## BEGIN Records provided
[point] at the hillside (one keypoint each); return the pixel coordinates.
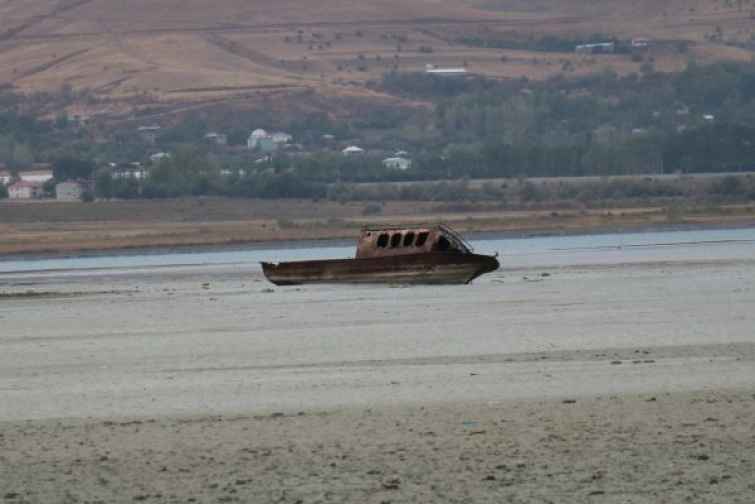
(133, 55)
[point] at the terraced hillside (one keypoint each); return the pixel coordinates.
(186, 53)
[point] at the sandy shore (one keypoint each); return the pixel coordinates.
(591, 383)
(682, 447)
(62, 228)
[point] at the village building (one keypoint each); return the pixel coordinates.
(397, 163)
(129, 172)
(640, 43)
(38, 175)
(281, 137)
(5, 177)
(69, 191)
(149, 133)
(267, 145)
(217, 138)
(598, 48)
(255, 137)
(449, 72)
(352, 150)
(24, 190)
(156, 158)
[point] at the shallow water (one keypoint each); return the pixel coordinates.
(572, 250)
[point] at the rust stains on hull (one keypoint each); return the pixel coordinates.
(429, 268)
(392, 254)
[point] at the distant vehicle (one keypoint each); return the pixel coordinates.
(393, 255)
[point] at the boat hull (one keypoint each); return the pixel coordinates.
(431, 268)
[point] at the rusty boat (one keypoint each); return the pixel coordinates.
(393, 255)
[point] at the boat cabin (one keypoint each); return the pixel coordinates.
(397, 241)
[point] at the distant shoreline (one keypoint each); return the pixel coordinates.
(315, 235)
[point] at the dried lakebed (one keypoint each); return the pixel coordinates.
(624, 382)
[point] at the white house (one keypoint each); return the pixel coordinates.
(352, 150)
(255, 138)
(149, 133)
(433, 70)
(217, 138)
(36, 176)
(69, 191)
(397, 163)
(5, 177)
(133, 171)
(281, 137)
(597, 48)
(23, 190)
(156, 158)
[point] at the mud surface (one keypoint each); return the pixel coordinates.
(582, 383)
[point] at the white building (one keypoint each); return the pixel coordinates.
(217, 138)
(281, 137)
(397, 163)
(149, 133)
(69, 191)
(36, 176)
(352, 150)
(5, 177)
(23, 190)
(433, 70)
(156, 158)
(598, 48)
(255, 138)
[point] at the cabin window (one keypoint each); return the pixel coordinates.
(421, 239)
(383, 240)
(443, 244)
(396, 240)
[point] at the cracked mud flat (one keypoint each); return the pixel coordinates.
(614, 383)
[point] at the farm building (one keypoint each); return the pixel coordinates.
(24, 190)
(450, 72)
(397, 163)
(5, 177)
(69, 191)
(36, 176)
(352, 150)
(598, 48)
(255, 138)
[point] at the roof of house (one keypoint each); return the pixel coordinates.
(35, 172)
(25, 183)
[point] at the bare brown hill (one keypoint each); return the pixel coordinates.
(187, 52)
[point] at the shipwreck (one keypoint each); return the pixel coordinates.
(393, 255)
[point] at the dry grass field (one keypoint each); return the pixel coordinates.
(140, 53)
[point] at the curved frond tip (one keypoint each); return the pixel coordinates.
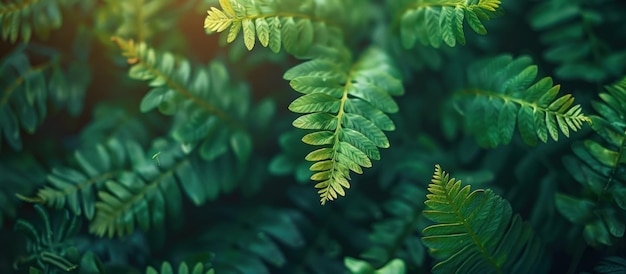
(346, 104)
(475, 231)
(502, 92)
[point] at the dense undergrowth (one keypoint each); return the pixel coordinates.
(280, 136)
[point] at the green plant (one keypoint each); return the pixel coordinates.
(147, 142)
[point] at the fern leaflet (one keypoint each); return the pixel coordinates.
(210, 111)
(476, 232)
(183, 268)
(432, 22)
(502, 93)
(345, 103)
(294, 26)
(600, 168)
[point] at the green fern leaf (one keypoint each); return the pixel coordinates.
(26, 89)
(600, 168)
(209, 113)
(49, 247)
(183, 268)
(432, 22)
(502, 93)
(476, 232)
(76, 189)
(277, 24)
(16, 19)
(345, 103)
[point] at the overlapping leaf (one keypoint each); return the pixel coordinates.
(294, 26)
(435, 22)
(600, 168)
(502, 93)
(476, 232)
(208, 110)
(576, 35)
(21, 18)
(345, 104)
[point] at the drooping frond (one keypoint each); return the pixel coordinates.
(502, 92)
(577, 38)
(150, 196)
(294, 26)
(20, 174)
(476, 232)
(183, 268)
(397, 236)
(76, 188)
(22, 17)
(601, 169)
(48, 245)
(208, 110)
(433, 22)
(345, 102)
(26, 88)
(395, 266)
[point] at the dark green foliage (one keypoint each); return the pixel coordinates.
(600, 167)
(49, 248)
(476, 232)
(26, 89)
(397, 236)
(183, 268)
(502, 92)
(574, 32)
(158, 145)
(355, 266)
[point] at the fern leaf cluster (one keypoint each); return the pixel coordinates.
(346, 104)
(27, 88)
(279, 24)
(502, 92)
(21, 17)
(50, 249)
(183, 268)
(437, 22)
(600, 168)
(576, 40)
(76, 188)
(203, 102)
(476, 232)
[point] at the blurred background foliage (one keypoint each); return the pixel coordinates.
(167, 150)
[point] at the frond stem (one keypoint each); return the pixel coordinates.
(16, 7)
(533, 105)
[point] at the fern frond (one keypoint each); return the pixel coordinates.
(433, 22)
(502, 92)
(395, 266)
(209, 110)
(476, 232)
(22, 17)
(20, 174)
(276, 24)
(397, 236)
(346, 104)
(25, 90)
(48, 245)
(76, 189)
(600, 168)
(150, 195)
(183, 268)
(576, 40)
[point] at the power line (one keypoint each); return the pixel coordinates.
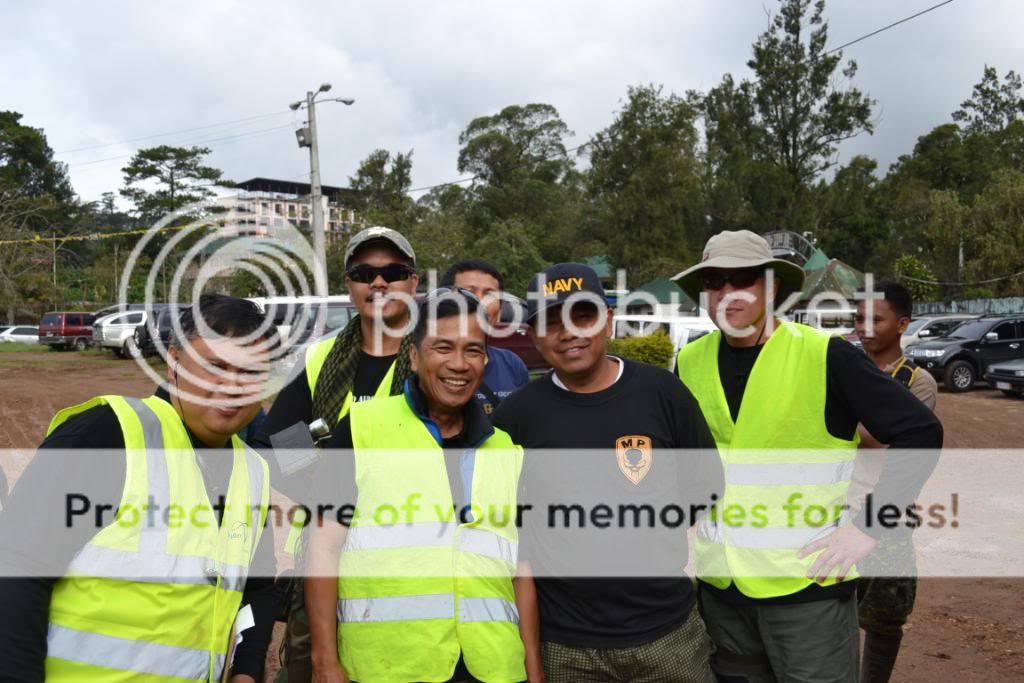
(886, 28)
(252, 133)
(980, 282)
(174, 132)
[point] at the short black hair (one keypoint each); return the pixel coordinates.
(898, 297)
(472, 264)
(444, 306)
(226, 315)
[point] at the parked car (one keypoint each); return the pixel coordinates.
(62, 330)
(1008, 377)
(960, 358)
(157, 327)
(27, 334)
(121, 307)
(681, 329)
(932, 327)
(117, 332)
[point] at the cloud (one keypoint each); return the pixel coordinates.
(93, 74)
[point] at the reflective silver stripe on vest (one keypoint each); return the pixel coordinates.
(135, 655)
(155, 567)
(792, 474)
(487, 609)
(396, 608)
(152, 563)
(777, 538)
(488, 544)
(380, 537)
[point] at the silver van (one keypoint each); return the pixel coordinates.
(117, 332)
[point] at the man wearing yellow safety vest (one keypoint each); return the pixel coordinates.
(783, 402)
(368, 358)
(156, 534)
(416, 581)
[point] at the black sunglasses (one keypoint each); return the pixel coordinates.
(366, 273)
(716, 280)
(441, 291)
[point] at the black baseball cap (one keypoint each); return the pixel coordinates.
(558, 284)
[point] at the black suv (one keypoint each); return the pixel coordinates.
(962, 356)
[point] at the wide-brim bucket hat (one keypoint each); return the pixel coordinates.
(732, 250)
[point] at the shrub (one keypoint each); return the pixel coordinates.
(654, 349)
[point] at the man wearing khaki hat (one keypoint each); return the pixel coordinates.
(783, 401)
(369, 358)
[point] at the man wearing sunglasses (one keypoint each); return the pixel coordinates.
(367, 359)
(783, 401)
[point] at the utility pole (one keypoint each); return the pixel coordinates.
(307, 138)
(320, 239)
(53, 252)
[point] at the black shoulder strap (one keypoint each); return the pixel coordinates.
(905, 373)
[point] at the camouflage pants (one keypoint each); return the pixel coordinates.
(296, 658)
(887, 591)
(680, 656)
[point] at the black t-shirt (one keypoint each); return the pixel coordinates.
(29, 549)
(294, 403)
(856, 392)
(653, 409)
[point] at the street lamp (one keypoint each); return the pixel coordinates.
(306, 137)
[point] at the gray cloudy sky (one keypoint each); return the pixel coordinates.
(100, 73)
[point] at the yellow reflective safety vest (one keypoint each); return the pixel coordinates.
(785, 476)
(154, 596)
(417, 585)
(314, 358)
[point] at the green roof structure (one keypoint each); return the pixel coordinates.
(666, 291)
(835, 276)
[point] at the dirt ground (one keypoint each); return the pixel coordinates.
(969, 630)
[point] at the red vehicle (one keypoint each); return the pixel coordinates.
(62, 330)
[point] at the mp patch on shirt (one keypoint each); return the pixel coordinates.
(635, 457)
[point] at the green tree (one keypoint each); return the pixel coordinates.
(644, 185)
(381, 188)
(521, 171)
(36, 201)
(27, 163)
(992, 105)
(850, 224)
(803, 114)
(997, 225)
(771, 137)
(915, 276)
(159, 180)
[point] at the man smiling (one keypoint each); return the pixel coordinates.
(430, 596)
(640, 439)
(783, 401)
(153, 600)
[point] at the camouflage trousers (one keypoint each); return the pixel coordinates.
(682, 655)
(886, 593)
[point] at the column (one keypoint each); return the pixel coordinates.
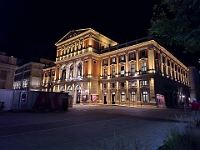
(126, 57)
(117, 65)
(90, 66)
(137, 61)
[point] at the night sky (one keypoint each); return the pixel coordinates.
(30, 28)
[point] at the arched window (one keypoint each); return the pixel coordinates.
(63, 73)
(71, 68)
(79, 69)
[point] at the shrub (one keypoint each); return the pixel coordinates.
(65, 105)
(182, 139)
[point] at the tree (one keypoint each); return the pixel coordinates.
(177, 22)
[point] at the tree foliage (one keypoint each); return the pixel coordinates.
(177, 22)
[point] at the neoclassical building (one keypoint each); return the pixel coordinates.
(95, 69)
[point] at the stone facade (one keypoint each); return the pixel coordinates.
(7, 70)
(96, 69)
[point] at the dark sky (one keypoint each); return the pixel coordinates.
(30, 28)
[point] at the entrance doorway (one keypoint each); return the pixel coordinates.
(77, 94)
(104, 99)
(113, 98)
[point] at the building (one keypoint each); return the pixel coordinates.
(7, 70)
(29, 74)
(194, 82)
(95, 69)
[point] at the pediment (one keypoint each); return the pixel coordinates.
(71, 34)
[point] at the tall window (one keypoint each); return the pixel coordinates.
(122, 58)
(113, 60)
(105, 62)
(105, 72)
(113, 71)
(122, 84)
(123, 96)
(113, 85)
(122, 70)
(132, 56)
(145, 96)
(79, 69)
(132, 68)
(71, 68)
(144, 82)
(156, 66)
(143, 53)
(63, 73)
(133, 83)
(133, 96)
(144, 66)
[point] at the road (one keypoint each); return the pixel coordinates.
(88, 128)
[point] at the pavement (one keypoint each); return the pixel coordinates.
(90, 128)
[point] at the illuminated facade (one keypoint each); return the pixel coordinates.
(96, 69)
(7, 70)
(29, 75)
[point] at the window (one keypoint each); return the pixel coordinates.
(168, 62)
(163, 59)
(156, 55)
(144, 82)
(132, 56)
(79, 69)
(132, 68)
(144, 66)
(133, 96)
(113, 60)
(113, 85)
(113, 71)
(145, 96)
(64, 73)
(71, 71)
(143, 53)
(123, 96)
(156, 66)
(122, 70)
(105, 62)
(105, 72)
(122, 58)
(122, 84)
(133, 83)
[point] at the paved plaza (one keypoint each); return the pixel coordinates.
(88, 128)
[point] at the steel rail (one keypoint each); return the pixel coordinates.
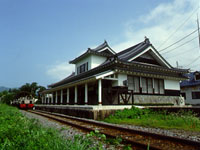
## END Records provided
## Task description
Please write out again, word for word, every line from the one holding "[point] at the paved" through the end of the lines above, both ends included, and leave out the pictures.

## Task response
[point] at the paved plaza (one keypoint each); return the pixel coordinates.
(88, 128)
[point] at the steel rail (one keypoint each); return the pixel coordinates.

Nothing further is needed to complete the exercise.